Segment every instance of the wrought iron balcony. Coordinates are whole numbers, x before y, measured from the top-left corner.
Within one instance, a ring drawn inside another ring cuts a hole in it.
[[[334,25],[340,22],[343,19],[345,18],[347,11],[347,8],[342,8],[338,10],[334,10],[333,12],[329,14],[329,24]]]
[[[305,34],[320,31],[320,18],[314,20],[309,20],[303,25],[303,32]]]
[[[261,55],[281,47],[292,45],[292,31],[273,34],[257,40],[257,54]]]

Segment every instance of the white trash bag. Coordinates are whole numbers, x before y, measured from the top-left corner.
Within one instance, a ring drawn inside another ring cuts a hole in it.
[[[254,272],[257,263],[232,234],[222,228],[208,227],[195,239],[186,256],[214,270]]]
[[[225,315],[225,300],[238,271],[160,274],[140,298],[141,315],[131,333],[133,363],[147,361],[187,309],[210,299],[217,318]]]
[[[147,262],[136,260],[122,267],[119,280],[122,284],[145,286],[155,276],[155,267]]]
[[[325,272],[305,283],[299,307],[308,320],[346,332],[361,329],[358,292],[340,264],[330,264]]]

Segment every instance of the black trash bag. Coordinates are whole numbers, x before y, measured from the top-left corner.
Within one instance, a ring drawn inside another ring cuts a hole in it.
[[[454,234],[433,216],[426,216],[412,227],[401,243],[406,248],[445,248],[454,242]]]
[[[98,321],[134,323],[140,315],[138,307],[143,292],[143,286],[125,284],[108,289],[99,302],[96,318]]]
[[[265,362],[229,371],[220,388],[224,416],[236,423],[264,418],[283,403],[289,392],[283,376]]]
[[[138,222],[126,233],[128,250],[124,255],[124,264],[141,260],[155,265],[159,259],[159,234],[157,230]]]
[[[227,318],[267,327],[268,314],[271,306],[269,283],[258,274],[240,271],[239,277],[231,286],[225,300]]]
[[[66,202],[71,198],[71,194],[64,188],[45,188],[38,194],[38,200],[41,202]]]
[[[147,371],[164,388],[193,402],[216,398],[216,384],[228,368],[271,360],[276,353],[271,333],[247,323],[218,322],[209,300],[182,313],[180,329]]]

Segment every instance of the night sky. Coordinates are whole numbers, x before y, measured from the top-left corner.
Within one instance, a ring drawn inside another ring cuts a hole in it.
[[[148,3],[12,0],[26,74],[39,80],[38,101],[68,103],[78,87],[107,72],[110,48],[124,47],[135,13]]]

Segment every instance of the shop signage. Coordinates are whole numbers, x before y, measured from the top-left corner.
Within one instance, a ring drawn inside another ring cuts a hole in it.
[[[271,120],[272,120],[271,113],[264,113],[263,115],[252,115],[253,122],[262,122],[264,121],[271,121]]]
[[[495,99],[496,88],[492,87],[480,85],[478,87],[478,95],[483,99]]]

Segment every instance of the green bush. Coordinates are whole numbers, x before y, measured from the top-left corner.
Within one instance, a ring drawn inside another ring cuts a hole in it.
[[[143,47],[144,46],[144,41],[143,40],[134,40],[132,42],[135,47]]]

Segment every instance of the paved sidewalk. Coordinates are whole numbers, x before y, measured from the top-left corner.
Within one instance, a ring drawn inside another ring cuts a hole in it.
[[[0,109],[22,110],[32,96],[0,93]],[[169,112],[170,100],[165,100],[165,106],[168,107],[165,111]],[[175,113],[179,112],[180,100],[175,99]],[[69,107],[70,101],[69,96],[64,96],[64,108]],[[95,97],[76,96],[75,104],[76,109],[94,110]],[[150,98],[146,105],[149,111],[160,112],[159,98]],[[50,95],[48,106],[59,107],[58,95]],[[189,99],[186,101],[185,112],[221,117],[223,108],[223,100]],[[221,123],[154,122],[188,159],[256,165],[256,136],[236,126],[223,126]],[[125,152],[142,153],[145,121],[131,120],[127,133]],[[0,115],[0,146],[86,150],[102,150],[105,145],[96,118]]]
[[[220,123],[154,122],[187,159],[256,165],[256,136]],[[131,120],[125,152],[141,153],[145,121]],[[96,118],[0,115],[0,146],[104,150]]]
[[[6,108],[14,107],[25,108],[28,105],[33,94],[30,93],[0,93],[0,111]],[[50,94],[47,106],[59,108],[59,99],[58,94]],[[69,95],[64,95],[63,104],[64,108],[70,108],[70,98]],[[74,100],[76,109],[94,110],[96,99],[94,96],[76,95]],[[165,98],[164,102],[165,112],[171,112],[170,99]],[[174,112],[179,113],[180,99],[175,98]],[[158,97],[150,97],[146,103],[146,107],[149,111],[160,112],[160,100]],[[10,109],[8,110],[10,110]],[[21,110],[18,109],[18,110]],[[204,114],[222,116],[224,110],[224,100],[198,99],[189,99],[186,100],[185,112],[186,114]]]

----

The entries above must be returned exactly.

Segment every instance of the wrought iron balcony. Coordinates are whole numbers, x before y, measured from the top-left corner.
Within one instance, a ring drawn inside another ring cuts a hole in it.
[[[334,25],[340,22],[343,19],[345,18],[347,11],[347,8],[342,8],[338,10],[334,10],[333,12],[329,14],[329,24]]]
[[[305,34],[320,31],[320,18],[314,20],[309,20],[303,25],[303,32]]]
[[[261,55],[281,47],[292,45],[292,31],[273,34],[257,40],[257,54]]]

Segment every instance of the white trash bag. Coordinates are whole numbers, x before y, measured from the top-left corner.
Within one instance, a ring drawn inside another ring cuts a hole in it.
[[[254,272],[257,263],[232,234],[222,228],[208,227],[195,239],[186,256],[214,270]]]
[[[225,315],[225,300],[238,271],[160,274],[140,298],[141,315],[131,333],[133,363],[147,361],[187,309],[210,299],[217,318]]]
[[[147,262],[136,260],[122,267],[119,280],[122,284],[145,286],[155,276],[155,267]]]
[[[325,272],[305,283],[299,307],[308,320],[346,332],[361,329],[358,292],[340,264],[330,264]]]

Segment every instance of the black trash bag. Coordinates are whole numbers, x before y, measured from the top-left corner.
Within one instance, a ring drawn inside another ring cuts a hole in it.
[[[454,234],[433,216],[426,216],[412,227],[401,243],[406,248],[445,248],[454,242]]]
[[[98,321],[134,323],[140,315],[138,307],[143,292],[143,286],[125,284],[108,289],[99,302],[96,318]]]
[[[265,362],[229,371],[220,388],[224,416],[236,423],[264,418],[283,403],[289,392],[283,376]]]
[[[138,222],[126,233],[128,250],[124,255],[124,264],[141,260],[155,265],[159,259],[159,234],[157,230]]]
[[[227,318],[267,327],[268,314],[271,306],[269,283],[258,274],[240,271],[239,277],[231,286],[225,300]]]
[[[66,202],[71,198],[71,194],[64,188],[45,188],[38,194],[38,200],[41,202]]]
[[[147,371],[164,388],[193,402],[216,398],[216,384],[228,368],[271,360],[276,353],[271,333],[247,323],[218,322],[209,300],[182,313],[180,329]]]

Segment every instance of the night sky. Coordinates are whole numbers, x before y, measured from the top-left corner.
Within one instance, a ring drawn inside another ring cuts a hole in it.
[[[148,3],[12,0],[26,74],[39,80],[38,101],[68,103],[78,87],[107,72],[110,48],[124,47],[135,13]]]

Segment every instance of the shop signage. Coordinates are whole numbers, x before y, measured from the top-left corner.
Within one instance, a ring drawn inside another ring cuts a hole in it.
[[[271,120],[272,120],[271,113],[264,113],[263,115],[252,115],[253,122],[262,122],[264,121],[271,121]]]
[[[495,99],[496,88],[492,87],[480,85],[478,87],[478,95],[483,99]]]

Segment every instance of the green bush. Coordinates are whole numbers, x before y, measured from the top-left corner.
Within one instance, a ring drawn inside another ring cuts a hole in it.
[[[143,47],[144,46],[144,41],[143,40],[134,40],[132,42],[135,47]]]

Segment every instance of the paved sidewalk. Coordinates are whole numbers, x before y, measured from the top-left corner.
Within one instance, a ring drawn inside another ring cuts a hole in it.
[[[0,109],[22,110],[32,96],[0,93]],[[169,112],[170,100],[165,100],[165,106],[168,107],[165,111]],[[175,113],[179,112],[180,100],[175,99]],[[69,107],[70,101],[69,96],[64,96],[64,108]],[[95,97],[76,96],[75,104],[76,109],[94,110]],[[150,98],[146,105],[149,111],[160,112],[159,98]],[[50,95],[48,106],[59,107],[58,95]],[[189,99],[186,101],[185,112],[221,117],[223,108],[223,100]],[[221,123],[154,122],[188,159],[256,165],[256,136],[236,126],[223,126]],[[125,152],[142,153],[145,121],[131,120],[127,133]],[[0,115],[0,146],[86,150],[102,150],[105,145],[96,118]]]
[[[220,123],[154,122],[187,159],[256,165],[256,136]],[[131,120],[125,152],[141,153],[145,121]],[[96,118],[0,115],[0,146],[104,150]]]
[[[6,108],[14,107],[25,108],[28,105],[33,94],[30,93],[0,93],[0,111]],[[50,94],[47,106],[59,108],[59,99],[58,94]],[[69,95],[64,95],[63,104],[64,108],[70,108],[70,98]],[[74,100],[76,109],[94,110],[96,99],[94,96],[76,95]],[[165,98],[164,102],[165,112],[171,112],[170,99]],[[174,112],[179,113],[180,99],[175,98]],[[158,97],[150,97],[146,103],[146,107],[149,111],[160,112],[160,100]],[[10,109],[8,110],[10,110]],[[21,110],[18,109],[18,110]],[[204,114],[222,116],[224,110],[224,100],[198,99],[189,99],[186,100],[185,112],[186,114]]]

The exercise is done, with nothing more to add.